Given problem
Output exactly the lines between the line that contains "task | place a marker on each instance of the building" and the last line of the material, counting both.

Records provided
★ ★ ★ ★ ★

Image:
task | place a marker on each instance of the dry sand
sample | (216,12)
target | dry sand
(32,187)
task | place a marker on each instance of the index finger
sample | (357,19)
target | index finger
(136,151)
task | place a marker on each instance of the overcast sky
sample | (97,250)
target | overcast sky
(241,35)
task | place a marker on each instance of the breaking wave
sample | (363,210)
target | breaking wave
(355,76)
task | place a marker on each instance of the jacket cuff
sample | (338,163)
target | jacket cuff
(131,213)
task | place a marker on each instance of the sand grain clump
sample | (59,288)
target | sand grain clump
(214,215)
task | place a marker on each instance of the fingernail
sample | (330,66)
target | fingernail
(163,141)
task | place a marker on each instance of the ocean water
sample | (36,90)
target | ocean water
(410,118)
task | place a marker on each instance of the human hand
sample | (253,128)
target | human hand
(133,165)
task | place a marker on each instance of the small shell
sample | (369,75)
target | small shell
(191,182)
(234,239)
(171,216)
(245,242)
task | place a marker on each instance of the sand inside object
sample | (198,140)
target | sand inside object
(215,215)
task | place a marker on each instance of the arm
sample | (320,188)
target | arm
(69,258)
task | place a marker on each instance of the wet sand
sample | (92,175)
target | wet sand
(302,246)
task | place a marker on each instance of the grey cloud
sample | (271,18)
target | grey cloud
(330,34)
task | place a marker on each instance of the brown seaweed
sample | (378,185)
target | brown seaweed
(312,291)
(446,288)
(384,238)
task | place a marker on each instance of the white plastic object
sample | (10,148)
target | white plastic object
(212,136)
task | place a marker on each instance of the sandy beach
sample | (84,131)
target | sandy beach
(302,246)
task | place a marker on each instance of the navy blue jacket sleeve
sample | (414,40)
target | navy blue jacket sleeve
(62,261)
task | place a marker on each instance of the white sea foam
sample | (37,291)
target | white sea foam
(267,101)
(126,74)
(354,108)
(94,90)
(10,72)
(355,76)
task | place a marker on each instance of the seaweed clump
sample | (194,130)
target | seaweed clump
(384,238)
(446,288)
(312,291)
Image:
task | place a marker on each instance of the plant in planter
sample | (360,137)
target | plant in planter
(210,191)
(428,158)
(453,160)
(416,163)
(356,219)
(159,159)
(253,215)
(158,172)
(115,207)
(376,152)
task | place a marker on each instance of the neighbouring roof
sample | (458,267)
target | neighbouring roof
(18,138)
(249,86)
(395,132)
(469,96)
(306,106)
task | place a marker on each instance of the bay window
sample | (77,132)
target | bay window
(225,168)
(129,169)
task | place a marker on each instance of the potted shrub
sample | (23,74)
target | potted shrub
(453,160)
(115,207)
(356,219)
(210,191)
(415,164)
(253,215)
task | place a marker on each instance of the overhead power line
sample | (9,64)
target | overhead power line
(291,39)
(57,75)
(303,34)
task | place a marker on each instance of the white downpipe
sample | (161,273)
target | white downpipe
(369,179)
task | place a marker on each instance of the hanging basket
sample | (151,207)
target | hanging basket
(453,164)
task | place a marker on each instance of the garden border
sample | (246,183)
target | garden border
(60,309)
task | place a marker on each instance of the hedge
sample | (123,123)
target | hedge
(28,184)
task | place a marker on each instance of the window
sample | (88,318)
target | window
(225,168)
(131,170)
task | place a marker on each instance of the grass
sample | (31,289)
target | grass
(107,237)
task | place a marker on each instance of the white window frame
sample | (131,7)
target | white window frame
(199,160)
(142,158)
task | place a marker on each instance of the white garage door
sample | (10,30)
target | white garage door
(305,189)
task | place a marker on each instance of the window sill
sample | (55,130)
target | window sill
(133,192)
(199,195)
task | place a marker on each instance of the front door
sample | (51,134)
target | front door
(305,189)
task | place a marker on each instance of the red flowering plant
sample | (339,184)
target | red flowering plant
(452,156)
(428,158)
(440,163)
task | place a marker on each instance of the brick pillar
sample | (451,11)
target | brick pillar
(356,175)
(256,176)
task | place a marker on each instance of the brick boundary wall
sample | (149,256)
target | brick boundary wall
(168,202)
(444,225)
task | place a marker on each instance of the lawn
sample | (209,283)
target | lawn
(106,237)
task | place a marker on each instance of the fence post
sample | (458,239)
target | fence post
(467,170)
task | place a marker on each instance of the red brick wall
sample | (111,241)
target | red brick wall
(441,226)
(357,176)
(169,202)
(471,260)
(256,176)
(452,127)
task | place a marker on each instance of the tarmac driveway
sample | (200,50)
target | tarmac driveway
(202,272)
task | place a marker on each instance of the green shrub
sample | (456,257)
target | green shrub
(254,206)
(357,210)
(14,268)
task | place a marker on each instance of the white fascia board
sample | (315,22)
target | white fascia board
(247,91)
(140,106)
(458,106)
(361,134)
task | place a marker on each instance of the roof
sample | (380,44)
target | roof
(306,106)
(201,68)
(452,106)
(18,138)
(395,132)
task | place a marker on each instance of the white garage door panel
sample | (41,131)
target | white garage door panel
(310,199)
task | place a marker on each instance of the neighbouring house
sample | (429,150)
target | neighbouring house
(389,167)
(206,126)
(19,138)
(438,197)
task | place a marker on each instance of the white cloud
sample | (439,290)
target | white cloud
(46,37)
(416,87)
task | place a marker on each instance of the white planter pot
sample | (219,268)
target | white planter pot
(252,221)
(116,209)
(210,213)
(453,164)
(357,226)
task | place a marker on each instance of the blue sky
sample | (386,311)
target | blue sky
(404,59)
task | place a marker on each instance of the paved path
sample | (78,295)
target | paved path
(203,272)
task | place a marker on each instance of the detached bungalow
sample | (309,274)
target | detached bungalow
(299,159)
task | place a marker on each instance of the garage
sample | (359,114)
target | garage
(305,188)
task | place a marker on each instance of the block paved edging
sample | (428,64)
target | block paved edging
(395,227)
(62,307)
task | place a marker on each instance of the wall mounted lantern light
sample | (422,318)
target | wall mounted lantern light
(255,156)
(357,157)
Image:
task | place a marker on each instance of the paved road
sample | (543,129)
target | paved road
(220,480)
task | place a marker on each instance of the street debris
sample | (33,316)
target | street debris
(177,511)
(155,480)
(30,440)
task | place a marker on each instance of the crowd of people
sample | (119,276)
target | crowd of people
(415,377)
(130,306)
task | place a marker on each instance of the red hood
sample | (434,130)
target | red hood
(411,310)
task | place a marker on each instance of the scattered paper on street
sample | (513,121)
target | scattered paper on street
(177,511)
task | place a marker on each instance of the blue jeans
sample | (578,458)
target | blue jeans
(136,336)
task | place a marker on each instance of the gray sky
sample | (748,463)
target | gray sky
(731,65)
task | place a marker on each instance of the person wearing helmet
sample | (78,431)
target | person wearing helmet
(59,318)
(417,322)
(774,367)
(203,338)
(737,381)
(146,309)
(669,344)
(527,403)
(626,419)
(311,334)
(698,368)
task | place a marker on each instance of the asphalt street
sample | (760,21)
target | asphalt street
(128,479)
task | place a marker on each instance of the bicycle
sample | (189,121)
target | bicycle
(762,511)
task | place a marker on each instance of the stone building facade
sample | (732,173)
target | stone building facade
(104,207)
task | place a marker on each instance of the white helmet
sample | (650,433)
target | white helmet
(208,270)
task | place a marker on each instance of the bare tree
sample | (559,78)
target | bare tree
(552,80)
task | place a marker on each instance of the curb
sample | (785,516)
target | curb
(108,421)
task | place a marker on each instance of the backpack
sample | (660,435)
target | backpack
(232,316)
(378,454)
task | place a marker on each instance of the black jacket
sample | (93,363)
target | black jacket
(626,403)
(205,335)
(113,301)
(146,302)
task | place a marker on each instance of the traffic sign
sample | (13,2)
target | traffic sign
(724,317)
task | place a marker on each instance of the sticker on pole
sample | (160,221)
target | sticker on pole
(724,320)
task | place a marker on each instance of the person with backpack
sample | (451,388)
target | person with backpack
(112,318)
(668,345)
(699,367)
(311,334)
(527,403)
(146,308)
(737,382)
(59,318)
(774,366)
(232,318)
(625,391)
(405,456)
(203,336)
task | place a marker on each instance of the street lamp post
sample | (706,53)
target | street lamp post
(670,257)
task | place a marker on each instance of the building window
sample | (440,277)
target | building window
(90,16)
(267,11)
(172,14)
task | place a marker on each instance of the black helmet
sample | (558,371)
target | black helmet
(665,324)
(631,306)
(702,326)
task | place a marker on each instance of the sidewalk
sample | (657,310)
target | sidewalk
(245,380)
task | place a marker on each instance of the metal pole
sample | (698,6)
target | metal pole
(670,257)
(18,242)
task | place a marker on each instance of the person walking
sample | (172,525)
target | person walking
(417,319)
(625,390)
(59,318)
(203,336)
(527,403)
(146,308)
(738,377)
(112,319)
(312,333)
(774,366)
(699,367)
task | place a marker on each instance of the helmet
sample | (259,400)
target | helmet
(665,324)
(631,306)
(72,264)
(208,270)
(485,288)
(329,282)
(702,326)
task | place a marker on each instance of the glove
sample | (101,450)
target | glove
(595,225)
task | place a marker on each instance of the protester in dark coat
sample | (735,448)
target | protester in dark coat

★ ★ ★ ★ ★

Output
task | place a marker on each instance of the building window
sample | (440,277)
target | building window
(90,16)
(267,11)
(172,14)
task | place a marker on each instance of the black helmet
sample | (558,371)
target | black helmet
(665,324)
(631,306)
(702,326)
task | place a marker on each instance of the sidewalk
sample | (657,310)
target | sidewalk
(245,380)
task | place a marker on each instance of the metal pole
sample | (698,6)
target | metal pole
(670,257)
(18,242)
task | place a marker on each instance of the person walking
sample | (172,525)
target | person walking
(417,319)
(625,390)
(59,318)
(203,336)
(527,403)
(146,308)
(738,377)
(112,319)
(312,333)
(774,366)
(699,367)
task | place a marker on each instance of the helmet
sample | (259,400)
target | helmet
(665,324)
(631,306)
(72,264)
(208,270)
(485,288)
(329,282)
(702,326)
task | place a marker on each instance of the glove
sample | (101,450)
target | glove
(595,225)
task | place a marker on each instance of the protester in dark coat
sample | (735,448)
target | protester in dark coat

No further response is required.